Aim of the task:
Turn the rows below into a numbered list with no blank lines, and leave out the pictures.

Exercise material:
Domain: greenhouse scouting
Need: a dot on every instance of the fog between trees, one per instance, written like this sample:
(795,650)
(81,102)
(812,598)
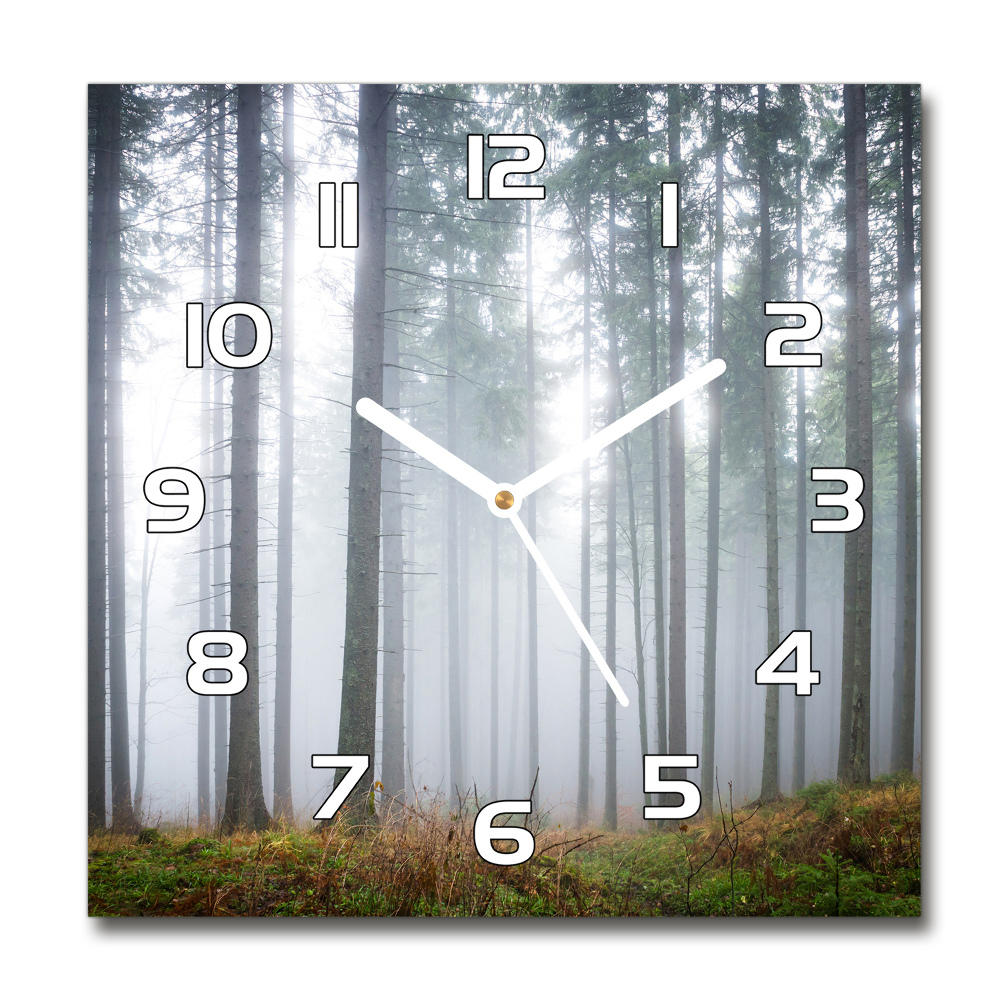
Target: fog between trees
(511,328)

Solution:
1. Domain: greenhouse scouting
2. Need: a dot on every instance of the fog between trees, one per instance, written like this sample:
3. (795,650)
4. (81,102)
5. (812,598)
6. Target: fog between trees
7. (511,328)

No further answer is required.